Copy out verbatim the lines of the records from the one containing "sleeve, one per animal or object that matches." through the final line of the records, including both ends.

*** Material provided ***

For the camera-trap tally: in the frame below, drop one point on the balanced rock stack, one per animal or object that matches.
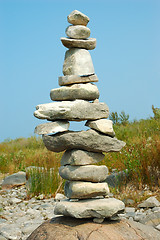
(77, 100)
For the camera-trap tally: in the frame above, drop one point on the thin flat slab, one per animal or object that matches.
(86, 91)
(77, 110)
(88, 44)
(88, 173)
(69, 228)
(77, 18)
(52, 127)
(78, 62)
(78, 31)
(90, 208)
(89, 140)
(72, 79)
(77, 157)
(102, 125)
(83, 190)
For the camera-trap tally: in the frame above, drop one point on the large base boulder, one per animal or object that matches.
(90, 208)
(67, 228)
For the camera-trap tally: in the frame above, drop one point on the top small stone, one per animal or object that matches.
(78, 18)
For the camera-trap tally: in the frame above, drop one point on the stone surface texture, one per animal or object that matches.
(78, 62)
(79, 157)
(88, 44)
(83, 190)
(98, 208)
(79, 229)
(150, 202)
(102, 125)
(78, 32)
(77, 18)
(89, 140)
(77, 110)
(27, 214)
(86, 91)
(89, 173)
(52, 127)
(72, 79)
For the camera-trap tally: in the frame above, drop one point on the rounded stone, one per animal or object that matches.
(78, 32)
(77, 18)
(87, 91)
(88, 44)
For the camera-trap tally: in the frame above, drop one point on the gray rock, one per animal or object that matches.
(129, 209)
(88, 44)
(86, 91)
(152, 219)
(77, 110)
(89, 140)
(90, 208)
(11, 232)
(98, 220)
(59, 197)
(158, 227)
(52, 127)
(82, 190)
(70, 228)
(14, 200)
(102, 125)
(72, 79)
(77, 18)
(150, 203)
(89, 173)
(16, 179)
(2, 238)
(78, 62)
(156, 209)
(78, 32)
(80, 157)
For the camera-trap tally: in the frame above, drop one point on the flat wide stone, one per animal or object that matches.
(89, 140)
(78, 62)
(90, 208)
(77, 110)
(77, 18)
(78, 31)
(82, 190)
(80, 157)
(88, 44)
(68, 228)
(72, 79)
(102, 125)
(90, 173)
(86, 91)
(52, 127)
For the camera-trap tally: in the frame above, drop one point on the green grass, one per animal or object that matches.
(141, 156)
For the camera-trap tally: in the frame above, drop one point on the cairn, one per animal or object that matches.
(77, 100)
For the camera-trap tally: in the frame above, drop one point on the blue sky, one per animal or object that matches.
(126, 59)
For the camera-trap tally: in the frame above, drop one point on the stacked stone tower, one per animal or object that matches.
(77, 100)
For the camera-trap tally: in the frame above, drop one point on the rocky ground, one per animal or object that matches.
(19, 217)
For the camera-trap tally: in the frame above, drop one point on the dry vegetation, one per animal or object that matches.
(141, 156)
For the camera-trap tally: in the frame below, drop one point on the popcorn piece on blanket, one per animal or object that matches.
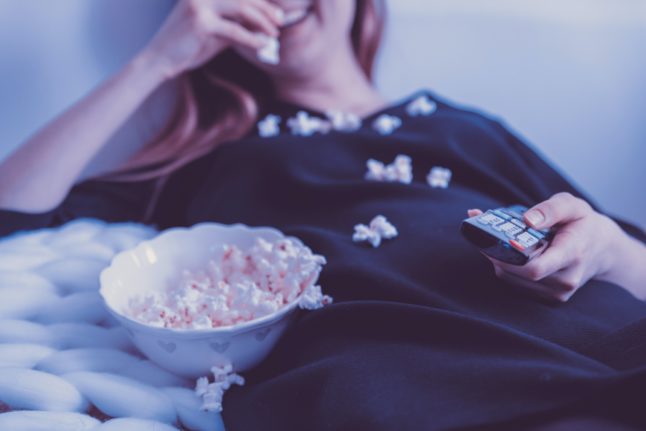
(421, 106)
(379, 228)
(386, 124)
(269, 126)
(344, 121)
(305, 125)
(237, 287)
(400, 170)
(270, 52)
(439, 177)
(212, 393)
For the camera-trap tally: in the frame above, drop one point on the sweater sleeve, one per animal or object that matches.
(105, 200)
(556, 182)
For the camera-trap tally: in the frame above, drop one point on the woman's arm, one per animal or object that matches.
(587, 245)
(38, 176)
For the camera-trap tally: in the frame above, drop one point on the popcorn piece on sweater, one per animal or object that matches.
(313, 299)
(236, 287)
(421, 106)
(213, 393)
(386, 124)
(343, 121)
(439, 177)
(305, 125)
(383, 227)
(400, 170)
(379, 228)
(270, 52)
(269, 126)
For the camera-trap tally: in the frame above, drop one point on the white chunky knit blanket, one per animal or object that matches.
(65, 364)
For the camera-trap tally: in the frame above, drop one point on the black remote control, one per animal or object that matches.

***

Task response →
For the camera-trap tally: in the frame above, drop one point on the sweater sleeve, one per animal or object that matches.
(105, 200)
(556, 182)
For the camera-trap tally: in the frame above, drop one point on the woman's arm, one per animal or object that matches.
(587, 245)
(38, 176)
For the camera-trap tally: in the frame above, drop one point on the popcorn piece on sweater, one per animal or object that matches.
(313, 299)
(236, 287)
(421, 106)
(213, 393)
(386, 124)
(343, 121)
(439, 177)
(305, 125)
(383, 227)
(400, 170)
(379, 228)
(270, 52)
(269, 126)
For the camera-trap tally: in the frame above, drop one point on the white chunky knit blanket, one per animal or object that matches.
(65, 364)
For the camera-trap tally: in the frame above, drop one point on the black remote control, one per animal or object that matches.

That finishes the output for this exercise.